Work required » Set down again each entry exactly as it reads, pictures excluded.

Saved data entries »
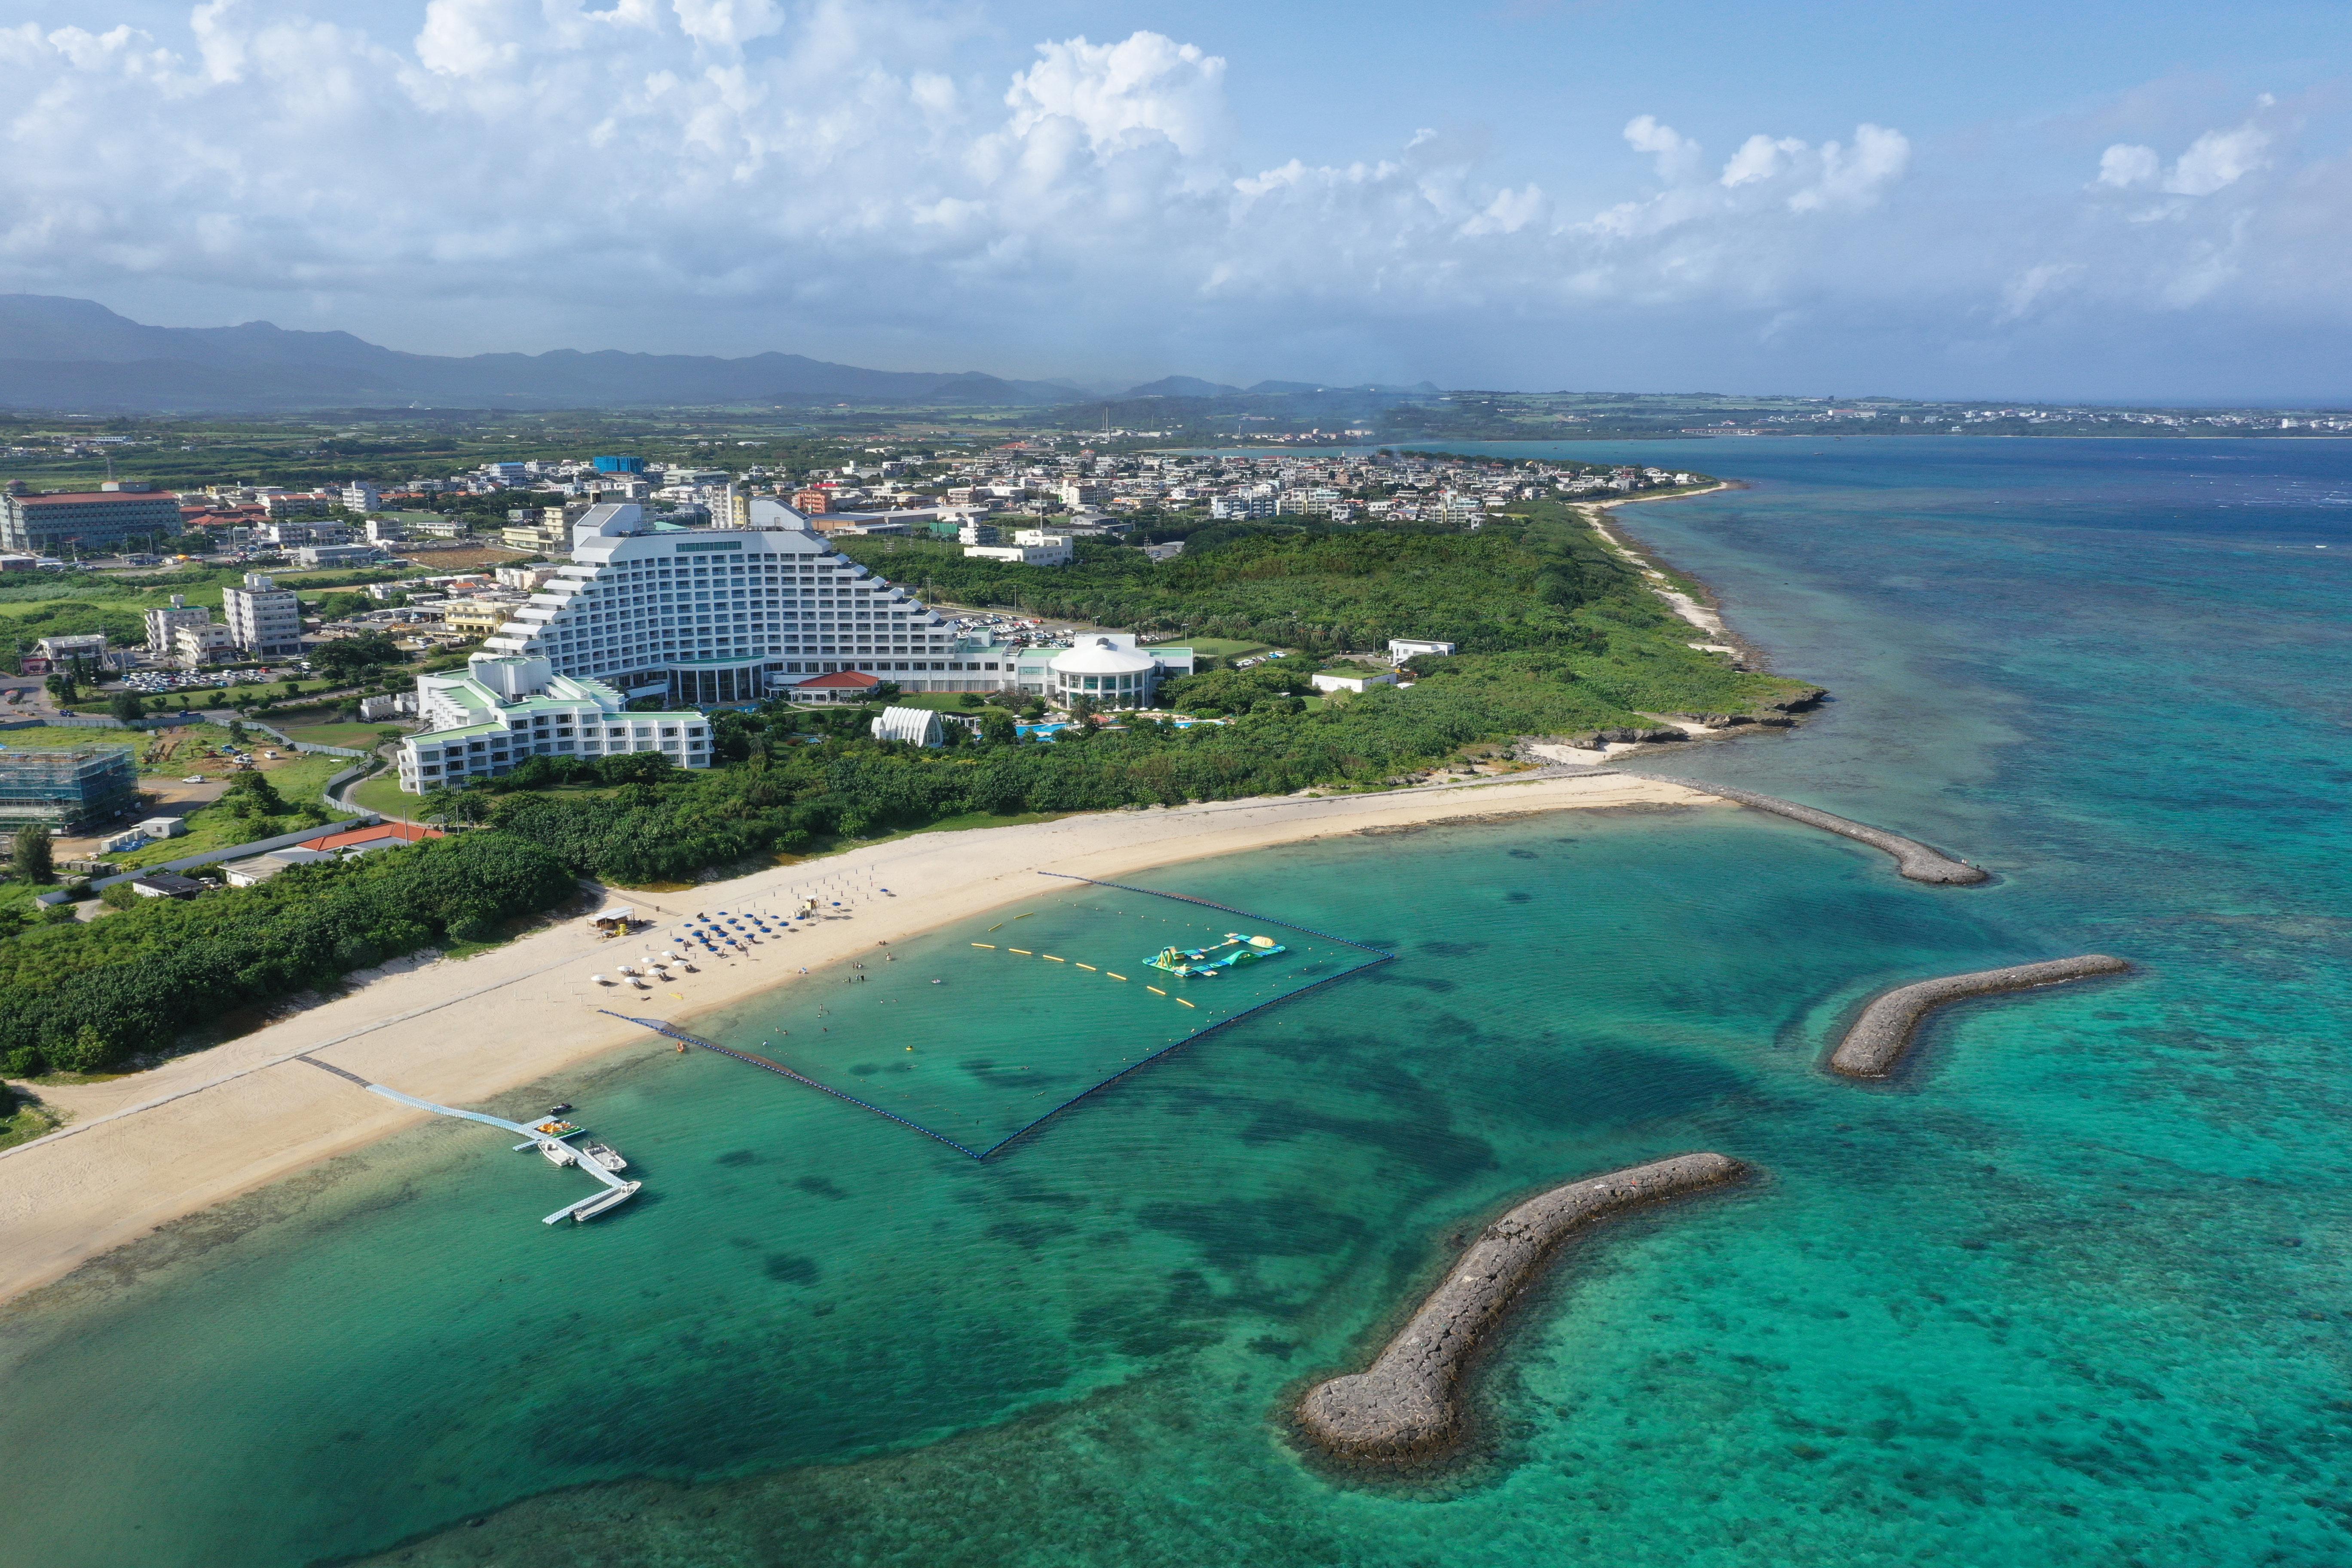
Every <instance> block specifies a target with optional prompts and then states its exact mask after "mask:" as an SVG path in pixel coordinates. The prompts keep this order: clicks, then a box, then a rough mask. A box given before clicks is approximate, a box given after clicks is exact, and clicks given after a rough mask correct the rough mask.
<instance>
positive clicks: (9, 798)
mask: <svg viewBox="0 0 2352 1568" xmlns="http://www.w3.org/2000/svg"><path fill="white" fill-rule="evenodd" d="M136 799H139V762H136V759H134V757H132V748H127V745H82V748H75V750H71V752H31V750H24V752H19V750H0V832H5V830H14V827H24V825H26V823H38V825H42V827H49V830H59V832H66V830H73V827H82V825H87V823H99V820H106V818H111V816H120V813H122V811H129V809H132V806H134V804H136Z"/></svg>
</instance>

Response »
Every <instance> block specifies a target with optional prompts and then states its exact mask after "mask:" as an SVG path in pixel coordinates. The prompts keep this order: clicks, then a box, then a rough mask. A box given before clicks is approximate, a box given after clicks is exact, and clicks given after a rough mask correct the rough mask.
<instance>
positive clicks: (9, 798)
mask: <svg viewBox="0 0 2352 1568" xmlns="http://www.w3.org/2000/svg"><path fill="white" fill-rule="evenodd" d="M136 799H139V762H136V759H134V757H132V748H127V745H82V748H75V750H71V752H31V750H24V752H19V750H0V832H5V830H14V827H24V825H26V823H38V825H42V827H49V830H59V832H66V830H73V827H82V825H87V823H99V820H106V818H111V816H120V813H122V811H129V809H132V806H134V804H136Z"/></svg>
</instance>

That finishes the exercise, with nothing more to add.